阅读材料 =>
━━━━━━

分析如下

type Once struct {
    // done indicates whether the action has been performed.
    // It is first in the struct because it is used in the hot path.
    // The hot path is inlined at every call site.
    // Placing done first allows more compact instructions on some architectures (amd64/386),
    // and fewer instructions (to calculate offset) on other architectures.
    done uint32
    m    Mutex
}


func (o *Once) Do(f func()) {
    // 先做一次快速判断,如果已经是1,则直接返回
    // 否则doSlow
    if atomic.LoadUint32(&o.done) == 0 {
        // Outlined slow-path to allow inlining of the fast-path.
        o.doSlow(f)
    }
}


// 对done的修改需要互斥
// 因为Once常用于加载配置,然后再执行业务
// 如果直接对比done,不为零就跳过f,那么会导致配置未加载就执行业务
// 所以需要其余goroutine也等待一下,并且f执行完才设置done
//
// Note: Here is an incorrect implementation of Do:
//
//    if atomic.CompareAndSwapUint32(&o.done, 0, 1) {
//        f()
//    }
//
// Do guarantees that when it returns, f has finished.
// This implementation would not implement that guarantee:
// given two simultaneous calls, the winner of the cas would
// call f, and the second would return immediately, without
// waiting for the first's call to f to complete.
// This is why the slow path falls back to a mutex, and why
// the atomic.StoreUint32 must be delayed until after f returns.
func (o *Once) doSlow(f func()) {
    o.m.Lock()
    defer o.m.Unlock()
    if o.done == 0 {
        defer atomic.StoreUint32(&o.done, 1)
        f()
    }
}

━━━━━━

数据行列表 =>
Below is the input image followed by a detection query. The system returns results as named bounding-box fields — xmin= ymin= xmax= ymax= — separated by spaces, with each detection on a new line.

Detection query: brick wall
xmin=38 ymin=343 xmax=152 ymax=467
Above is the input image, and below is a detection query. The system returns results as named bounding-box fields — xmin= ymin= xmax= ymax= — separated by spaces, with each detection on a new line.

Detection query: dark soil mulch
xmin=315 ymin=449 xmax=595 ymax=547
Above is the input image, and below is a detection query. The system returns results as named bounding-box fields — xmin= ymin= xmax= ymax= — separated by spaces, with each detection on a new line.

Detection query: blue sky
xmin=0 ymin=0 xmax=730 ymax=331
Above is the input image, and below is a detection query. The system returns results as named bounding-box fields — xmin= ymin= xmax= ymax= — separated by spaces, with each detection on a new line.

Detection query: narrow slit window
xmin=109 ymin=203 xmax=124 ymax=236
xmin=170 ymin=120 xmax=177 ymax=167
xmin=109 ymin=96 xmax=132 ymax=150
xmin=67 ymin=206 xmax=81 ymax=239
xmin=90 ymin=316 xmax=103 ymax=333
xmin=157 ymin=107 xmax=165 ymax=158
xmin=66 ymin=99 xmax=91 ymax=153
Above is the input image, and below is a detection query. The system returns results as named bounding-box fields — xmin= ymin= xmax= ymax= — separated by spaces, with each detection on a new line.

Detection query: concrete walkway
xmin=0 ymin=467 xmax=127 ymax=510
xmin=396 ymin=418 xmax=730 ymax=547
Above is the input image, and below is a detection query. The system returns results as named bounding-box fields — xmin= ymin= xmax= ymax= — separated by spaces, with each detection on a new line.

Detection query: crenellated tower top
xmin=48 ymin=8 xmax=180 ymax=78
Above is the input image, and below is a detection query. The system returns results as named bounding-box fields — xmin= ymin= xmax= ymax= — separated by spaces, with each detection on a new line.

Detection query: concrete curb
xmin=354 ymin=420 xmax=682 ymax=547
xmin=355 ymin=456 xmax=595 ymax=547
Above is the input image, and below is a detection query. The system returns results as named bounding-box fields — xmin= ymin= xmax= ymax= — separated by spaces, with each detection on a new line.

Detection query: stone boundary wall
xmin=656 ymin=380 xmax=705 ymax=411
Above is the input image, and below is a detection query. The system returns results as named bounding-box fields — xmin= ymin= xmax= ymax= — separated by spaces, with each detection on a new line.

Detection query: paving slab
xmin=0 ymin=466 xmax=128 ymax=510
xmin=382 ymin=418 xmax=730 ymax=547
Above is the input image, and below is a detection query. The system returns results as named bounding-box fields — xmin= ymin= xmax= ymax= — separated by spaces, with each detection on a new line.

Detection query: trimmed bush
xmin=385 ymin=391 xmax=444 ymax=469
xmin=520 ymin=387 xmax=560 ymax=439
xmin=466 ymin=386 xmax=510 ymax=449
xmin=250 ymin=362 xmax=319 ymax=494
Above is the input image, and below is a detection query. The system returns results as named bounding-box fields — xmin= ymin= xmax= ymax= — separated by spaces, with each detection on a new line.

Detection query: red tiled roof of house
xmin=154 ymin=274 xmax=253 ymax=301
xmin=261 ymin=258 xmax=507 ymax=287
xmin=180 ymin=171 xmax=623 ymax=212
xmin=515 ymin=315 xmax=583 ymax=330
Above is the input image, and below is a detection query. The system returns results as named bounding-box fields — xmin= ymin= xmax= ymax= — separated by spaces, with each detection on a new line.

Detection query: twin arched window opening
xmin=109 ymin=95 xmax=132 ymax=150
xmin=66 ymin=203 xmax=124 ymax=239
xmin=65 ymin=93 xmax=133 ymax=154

━━━━━━

任务目标 =>
a - 请用两句话概括 Once 源码分析讲了什么。
b - 从 Once 源码分析中摘录一段原文,起于“done uint32”,止于“o.doSlow(f)”,首尾两处都包括在内。
上面的数据行在这里用不到。

输出结果 =>
a - Once 的 Do 方法先用原子操作读取 done 做一次快速判断,若已是 1 就直接返回,否则进入 doSlow。doSlow 在互斥锁保护下再次检查 done,先执行 f,之后才把 done 设为 1,以保证 Do 返回时 f 已执行完毕;如果只用 CompareAndSwap,第二个调用会在第一个调用的 f 完成前立即返回。

b -
done uint32
    m    Mutex
}


func (o *Once) Do(f func()) {
    // 先做一次快速判断,如果已经是1,则直接返回
    // 否则doSlow
    if atomic.LoadUint32(&o.done) == 0 {
        // Outlined slow-path to allow inlining of the fast-path.
        o.doSlow(f)